# start of Record list
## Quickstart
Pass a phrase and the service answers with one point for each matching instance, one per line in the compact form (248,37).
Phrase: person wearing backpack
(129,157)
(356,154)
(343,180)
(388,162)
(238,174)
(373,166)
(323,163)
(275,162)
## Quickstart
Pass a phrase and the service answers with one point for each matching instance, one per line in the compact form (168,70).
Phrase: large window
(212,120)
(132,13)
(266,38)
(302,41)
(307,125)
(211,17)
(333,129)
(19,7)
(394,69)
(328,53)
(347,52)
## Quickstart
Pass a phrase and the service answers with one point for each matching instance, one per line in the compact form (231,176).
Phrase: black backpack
# end of Record list
Reproduce each entry exactly, leaving out nothing.

## Quickstart
Pass a phrase and the service answers with one point for each matching instance, one per line in the compact form (248,37).
Phrase: person wearing backpack
(129,157)
(356,154)
(343,180)
(388,162)
(238,174)
(373,166)
(323,163)
(275,162)
## Quickstart
Pass a phrase and the service answers with one point for each matching instance, one per line in the compact form (168,70).
Phrase: large window
(212,120)
(132,13)
(266,38)
(302,41)
(307,125)
(211,17)
(333,129)
(19,7)
(394,69)
(328,53)
(347,52)
## Quickstart
Pass a phrase and the service answers with one point for each matching instance, one per line in the compact form (231,176).
Phrase: black backpack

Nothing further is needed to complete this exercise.